▸ TASK INSTRUCTIONS
Exclude the pictures and retype the entries as written.
┌──
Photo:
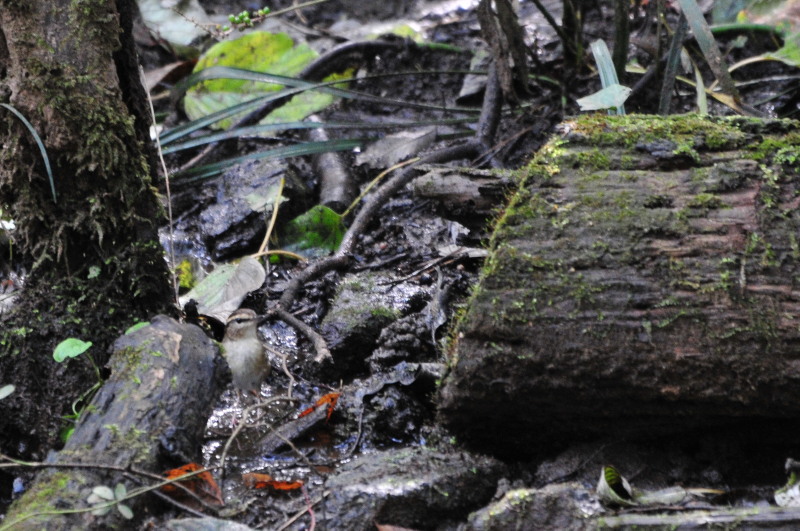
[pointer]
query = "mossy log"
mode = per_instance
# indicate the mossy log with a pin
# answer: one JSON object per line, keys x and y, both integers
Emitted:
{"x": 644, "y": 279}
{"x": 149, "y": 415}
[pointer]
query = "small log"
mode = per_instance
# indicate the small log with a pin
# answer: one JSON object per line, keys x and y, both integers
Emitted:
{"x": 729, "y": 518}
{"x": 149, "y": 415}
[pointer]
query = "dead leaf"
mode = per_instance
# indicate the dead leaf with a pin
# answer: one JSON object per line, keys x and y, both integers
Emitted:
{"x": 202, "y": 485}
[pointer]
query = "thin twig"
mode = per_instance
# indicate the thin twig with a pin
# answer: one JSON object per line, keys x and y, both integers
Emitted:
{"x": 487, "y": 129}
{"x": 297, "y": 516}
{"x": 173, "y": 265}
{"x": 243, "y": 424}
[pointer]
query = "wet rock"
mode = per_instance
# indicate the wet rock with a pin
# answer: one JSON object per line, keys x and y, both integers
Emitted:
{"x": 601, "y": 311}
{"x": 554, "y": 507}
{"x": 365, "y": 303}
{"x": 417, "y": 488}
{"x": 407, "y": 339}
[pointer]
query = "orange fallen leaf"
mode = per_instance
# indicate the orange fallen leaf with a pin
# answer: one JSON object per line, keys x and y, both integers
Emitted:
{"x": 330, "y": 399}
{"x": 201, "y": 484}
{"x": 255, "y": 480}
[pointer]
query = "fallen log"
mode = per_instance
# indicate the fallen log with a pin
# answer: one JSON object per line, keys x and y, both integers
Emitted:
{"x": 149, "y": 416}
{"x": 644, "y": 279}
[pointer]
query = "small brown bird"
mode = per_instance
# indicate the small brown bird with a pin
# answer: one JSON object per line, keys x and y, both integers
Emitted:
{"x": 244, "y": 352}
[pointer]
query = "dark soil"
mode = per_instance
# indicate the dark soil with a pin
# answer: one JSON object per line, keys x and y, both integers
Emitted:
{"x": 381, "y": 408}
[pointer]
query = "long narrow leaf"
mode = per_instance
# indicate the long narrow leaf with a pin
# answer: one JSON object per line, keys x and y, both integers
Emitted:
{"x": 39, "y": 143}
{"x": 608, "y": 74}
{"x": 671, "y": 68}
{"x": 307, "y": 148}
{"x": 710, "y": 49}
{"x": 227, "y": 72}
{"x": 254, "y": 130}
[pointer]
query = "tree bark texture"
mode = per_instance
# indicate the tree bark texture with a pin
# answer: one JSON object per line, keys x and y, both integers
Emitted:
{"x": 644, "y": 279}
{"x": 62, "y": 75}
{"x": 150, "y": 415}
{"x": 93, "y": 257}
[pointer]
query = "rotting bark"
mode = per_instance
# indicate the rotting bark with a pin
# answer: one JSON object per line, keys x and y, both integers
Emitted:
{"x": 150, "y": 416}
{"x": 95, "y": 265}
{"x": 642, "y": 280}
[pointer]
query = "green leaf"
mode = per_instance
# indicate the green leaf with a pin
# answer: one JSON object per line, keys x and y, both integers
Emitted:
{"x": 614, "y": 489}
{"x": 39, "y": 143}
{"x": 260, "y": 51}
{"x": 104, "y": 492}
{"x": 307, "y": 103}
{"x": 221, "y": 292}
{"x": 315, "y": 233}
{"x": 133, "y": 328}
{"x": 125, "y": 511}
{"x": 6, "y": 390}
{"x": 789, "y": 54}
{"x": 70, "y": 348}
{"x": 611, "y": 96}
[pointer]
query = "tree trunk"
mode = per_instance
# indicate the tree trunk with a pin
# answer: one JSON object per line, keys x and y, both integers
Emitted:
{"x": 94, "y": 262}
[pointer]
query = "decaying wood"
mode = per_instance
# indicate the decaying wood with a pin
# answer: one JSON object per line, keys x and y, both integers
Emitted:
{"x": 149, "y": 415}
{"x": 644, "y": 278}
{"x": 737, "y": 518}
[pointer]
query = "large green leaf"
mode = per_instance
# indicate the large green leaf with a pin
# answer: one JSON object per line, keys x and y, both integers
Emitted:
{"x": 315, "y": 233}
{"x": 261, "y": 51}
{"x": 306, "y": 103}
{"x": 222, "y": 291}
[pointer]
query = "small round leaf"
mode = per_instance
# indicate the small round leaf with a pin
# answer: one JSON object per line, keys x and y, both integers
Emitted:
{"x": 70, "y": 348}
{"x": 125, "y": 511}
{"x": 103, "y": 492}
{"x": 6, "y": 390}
└──
▸ IN RESPONSE
Photo:
[pointer]
query = "mossy log"
mode = per_instance
# indicate the mossy log with a pin
# answer: one JSON object per line, keys x and y, both integers
Emitted:
{"x": 644, "y": 279}
{"x": 149, "y": 415}
[pointer]
query = "small log"
mode = per_instance
# indicate the small log with a pin
# answer: one JSON object per line, keys x and y, both integers
Emitted:
{"x": 729, "y": 518}
{"x": 149, "y": 415}
[pointer]
query = "dead leaf"
mode = per_instance
# indicate the dead leaf with a pin
# answer: one JSON object per line, keys x and y, both integers
Emitted:
{"x": 202, "y": 485}
[pointer]
query = "thin twig"
mode = per_instance
# indicate the thin twig with a pin
# answer: one JSON object per line, keys x and y, both integers
Emitted:
{"x": 487, "y": 129}
{"x": 297, "y": 516}
{"x": 173, "y": 265}
{"x": 243, "y": 424}
[pointer]
query = "wet rock"
mode = per_instance
# indicate the wet rock with a pin
# answer: one JSON object per line, keys x and y, both integers
Emitted:
{"x": 601, "y": 311}
{"x": 554, "y": 507}
{"x": 365, "y": 303}
{"x": 417, "y": 488}
{"x": 407, "y": 339}
[pointer]
query = "orange fallen leaf"
mode = per_instance
# indicate the orange fallen leaf with a pin
# answer: one JSON object per line, keys x and y, both integers
Emitted:
{"x": 330, "y": 399}
{"x": 201, "y": 484}
{"x": 255, "y": 480}
[pointer]
query = "fallen log"
mode = per_instance
# indicate the fallen log with a pin
# answer: one JSON object per line, keys x and y, both integers
Emitted:
{"x": 149, "y": 416}
{"x": 644, "y": 279}
[pointer]
query = "small brown bird"
mode = per_instance
# indicate the small brown bird with a pin
# answer: one JSON object per line, keys x and y, both integers
Emitted:
{"x": 244, "y": 352}
[pointer]
query = "dark soil"
mode = per_instance
# indicate the dark soil with a pin
# answer: one JSON object per line, keys x and y, both integers
Emitted:
{"x": 381, "y": 408}
[pointer]
query = "long narrow leaf"
mode = per_instance
# indicate the long narrow leaf with a pin
# answer: one JSON object per line, keys x and y, both integers
Emitted:
{"x": 39, "y": 143}
{"x": 608, "y": 74}
{"x": 671, "y": 68}
{"x": 307, "y": 148}
{"x": 710, "y": 49}
{"x": 227, "y": 72}
{"x": 254, "y": 130}
[pointer]
query = "tree bark texture"
mode = per_instance
# indicate the tree bark texture with a pin
# answer: one JSON object per line, keys x and y, both integers
Emitted:
{"x": 644, "y": 279}
{"x": 62, "y": 75}
{"x": 150, "y": 415}
{"x": 93, "y": 257}
[pointer]
query = "rotting bark"
mode = per_instance
# indicate the rotting bark with a pin
# answer: one JSON object per line, keys x and y, both integers
Emitted:
{"x": 150, "y": 416}
{"x": 95, "y": 265}
{"x": 642, "y": 280}
[pointer]
query = "green leaf"
mode = per_instance
# indicate the green leaf with a pin
# answer: one JSON object per line, keys x and y, both integers
Emitted:
{"x": 614, "y": 489}
{"x": 39, "y": 143}
{"x": 260, "y": 51}
{"x": 104, "y": 492}
{"x": 307, "y": 103}
{"x": 221, "y": 292}
{"x": 315, "y": 233}
{"x": 133, "y": 328}
{"x": 125, "y": 511}
{"x": 6, "y": 390}
{"x": 789, "y": 54}
{"x": 70, "y": 348}
{"x": 611, "y": 96}
[pointer]
query = "tree trunk"
mode = per_instance
# indicate the tree trunk with a pin
# answer: one JSON object per line, keys x and y, both integers
Emitted:
{"x": 94, "y": 262}
[pointer]
query = "decaying wood"
mode = per_instance
# indicate the decaying wood with a pin
# answer: one JSON object per line, keys x and y, both integers
Emitted:
{"x": 149, "y": 415}
{"x": 644, "y": 278}
{"x": 737, "y": 518}
[pointer]
query = "large green leaf"
mode = per_instance
# indicate the large green leaf with a pin
# answer: one JSON object per line, keys x and y, both integers
Emitted:
{"x": 315, "y": 233}
{"x": 261, "y": 51}
{"x": 306, "y": 103}
{"x": 222, "y": 291}
[pointer]
query = "small round leaf"
mode = per_instance
# indicate the small round leaf with a pin
# answer: one JSON object per line, keys x and y, both integers
Emitted:
{"x": 70, "y": 348}
{"x": 125, "y": 511}
{"x": 103, "y": 492}
{"x": 6, "y": 390}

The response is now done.